Copy out the nutrition science abstract below word for word, from its title through the end of the Methods section.

═════ Passage to read ═════

Reconsidering nutrition science: critical reflection with a cultural lens

Craig A Hassel

Author Affiliations

Department of Food Science & Nutrition, University of Minnesota, 1334 Eckles Avenue, St. Paul, MN 55108, USA

Nutrition Journal 2014, 13:42  doi:10.1186/1475-2891-13-42

Published: 2 May 2014

Abstract

Background

European culture gave birth to modern science as a means to investigate and explain the natural world. The biomedical disciplines that have since emerged, including nutrition, presuppose a web of basic presuppositions, background assumptions and implicit cultural values that are often overlooked and escape peer review. These "hidden subjectivities" are widely taken-for-granted while exerting a powerful hold on the scope, direction and patterns of disciplinary thought. Nutrition science currently has no accepted means of collectively attending to hidden subjectivities embedded within its methods and practice. Here I propose that directing inquiry into these dimensions holds potential to advance our discipline.

Methods

This critically reflective approach emerged from critical theory and the practice of cross-cultural engagement (CCE). CCE deliberately seeks out and critically engages food and health understandings of non-European cultures. Its protocol includes cognitive frameshifting, a practice of temporarily stepping outside of habitual thought patterns and into a non-biomedical framework of background assumptions. A cultural lens metaphor derives from CCE practice and is forwarded here as a viable means for restoring critically reflective attention to hidden subjectivities while also inviting further CCE practice within the discipline.

═════ Given records ═════

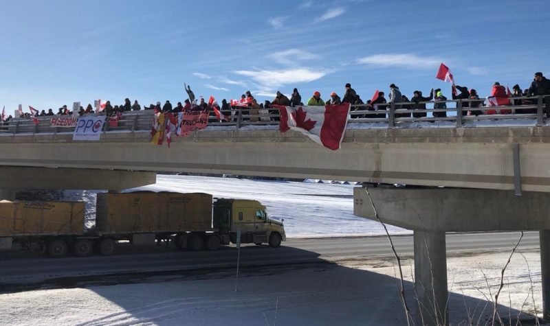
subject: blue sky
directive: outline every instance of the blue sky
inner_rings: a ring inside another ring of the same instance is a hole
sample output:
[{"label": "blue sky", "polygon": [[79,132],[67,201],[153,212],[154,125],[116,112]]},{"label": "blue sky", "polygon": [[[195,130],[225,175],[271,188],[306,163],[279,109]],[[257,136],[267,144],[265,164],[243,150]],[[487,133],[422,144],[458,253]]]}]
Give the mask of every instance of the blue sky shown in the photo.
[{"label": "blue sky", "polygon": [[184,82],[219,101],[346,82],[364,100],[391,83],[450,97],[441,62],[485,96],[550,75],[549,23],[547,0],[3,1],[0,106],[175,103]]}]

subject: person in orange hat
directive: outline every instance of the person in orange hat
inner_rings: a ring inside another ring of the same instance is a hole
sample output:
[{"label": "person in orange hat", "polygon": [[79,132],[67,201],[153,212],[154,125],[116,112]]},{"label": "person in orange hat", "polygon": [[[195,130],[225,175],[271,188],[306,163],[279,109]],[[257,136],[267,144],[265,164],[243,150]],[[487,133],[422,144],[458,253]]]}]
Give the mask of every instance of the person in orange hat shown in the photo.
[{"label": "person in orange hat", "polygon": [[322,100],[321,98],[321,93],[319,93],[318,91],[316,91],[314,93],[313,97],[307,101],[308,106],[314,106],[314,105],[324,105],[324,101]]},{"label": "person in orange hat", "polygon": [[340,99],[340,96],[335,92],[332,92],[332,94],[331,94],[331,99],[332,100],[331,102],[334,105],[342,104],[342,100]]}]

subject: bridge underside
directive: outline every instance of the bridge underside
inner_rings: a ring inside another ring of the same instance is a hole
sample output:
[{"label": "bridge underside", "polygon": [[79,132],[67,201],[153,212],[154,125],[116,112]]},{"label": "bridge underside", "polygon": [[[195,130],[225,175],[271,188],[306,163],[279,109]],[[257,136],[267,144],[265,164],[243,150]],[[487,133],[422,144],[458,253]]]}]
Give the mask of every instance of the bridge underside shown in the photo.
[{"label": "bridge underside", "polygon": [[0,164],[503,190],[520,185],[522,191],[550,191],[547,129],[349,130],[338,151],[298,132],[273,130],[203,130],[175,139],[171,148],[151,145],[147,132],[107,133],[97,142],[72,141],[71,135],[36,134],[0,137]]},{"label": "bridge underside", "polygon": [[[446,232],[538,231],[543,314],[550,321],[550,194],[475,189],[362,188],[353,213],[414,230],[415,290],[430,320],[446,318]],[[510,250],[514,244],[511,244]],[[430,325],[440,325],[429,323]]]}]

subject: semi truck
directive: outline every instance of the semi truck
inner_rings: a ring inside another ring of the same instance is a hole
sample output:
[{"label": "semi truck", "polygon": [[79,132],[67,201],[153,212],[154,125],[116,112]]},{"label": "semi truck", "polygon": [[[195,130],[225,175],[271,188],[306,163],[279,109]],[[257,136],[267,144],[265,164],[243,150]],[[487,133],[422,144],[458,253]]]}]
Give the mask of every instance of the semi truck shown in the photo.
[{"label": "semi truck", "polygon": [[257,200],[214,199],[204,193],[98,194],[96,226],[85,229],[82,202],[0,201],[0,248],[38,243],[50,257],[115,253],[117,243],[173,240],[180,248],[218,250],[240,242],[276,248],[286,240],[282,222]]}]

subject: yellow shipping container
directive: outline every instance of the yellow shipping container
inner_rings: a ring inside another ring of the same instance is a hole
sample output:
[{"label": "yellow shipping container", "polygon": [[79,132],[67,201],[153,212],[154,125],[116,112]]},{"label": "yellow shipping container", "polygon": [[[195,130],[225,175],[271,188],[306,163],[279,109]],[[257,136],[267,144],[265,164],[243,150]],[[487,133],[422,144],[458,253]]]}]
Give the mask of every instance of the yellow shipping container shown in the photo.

═════

**Result:**
Reconsidering nutrition science: critical reflection with a cultural lens

Craig A Hassel

Author Affiliations

Department of Food Science & Nutrition, University of Minnesota, 1334 Eckles Avenue, St. Paul, MN 55108, USA

Nutrition Journal 2014, 13:42  doi:10.1186/1475-2891-13-42

Published: 2 May 2014

Abstract

Background

European culture gave birth to modern science as a means to investigate and explain the natural world. The biomedical disciplines that have since emerged, including nutrition, presuppose a web of basic presuppositions, background assumptions and implicit cultural values that are often overlooked and escape peer review. These "hidden subjectivities" are widely taken-for-granted while exerting a powerful hold on the scope, direction and patterns of disciplinary thought. Nutrition science currently has no accepted means of collectively attending to hidden subjectivities embedded within its methods and practice. Here I propose that directing inquiry into these dimensions holds potential to advance our discipline.

Methods

This critically reflective approach emerged from critical theory and the practice of cross-cultural engagement (CCE). CCE deliberately seeks out and critically engages food and health understandings of non-European cultures. Its protocol includes cognitive frameshifting, a practice of temporarily stepping outside of habitual thought patterns and into a non-biomedical framework of background assumptions. A cultural lens metaphor derives from CCE practice and is forwarded here as a viable means for restoring critically reflective attention to hidden subjectivities while also inviting further CCE practice within the discipline.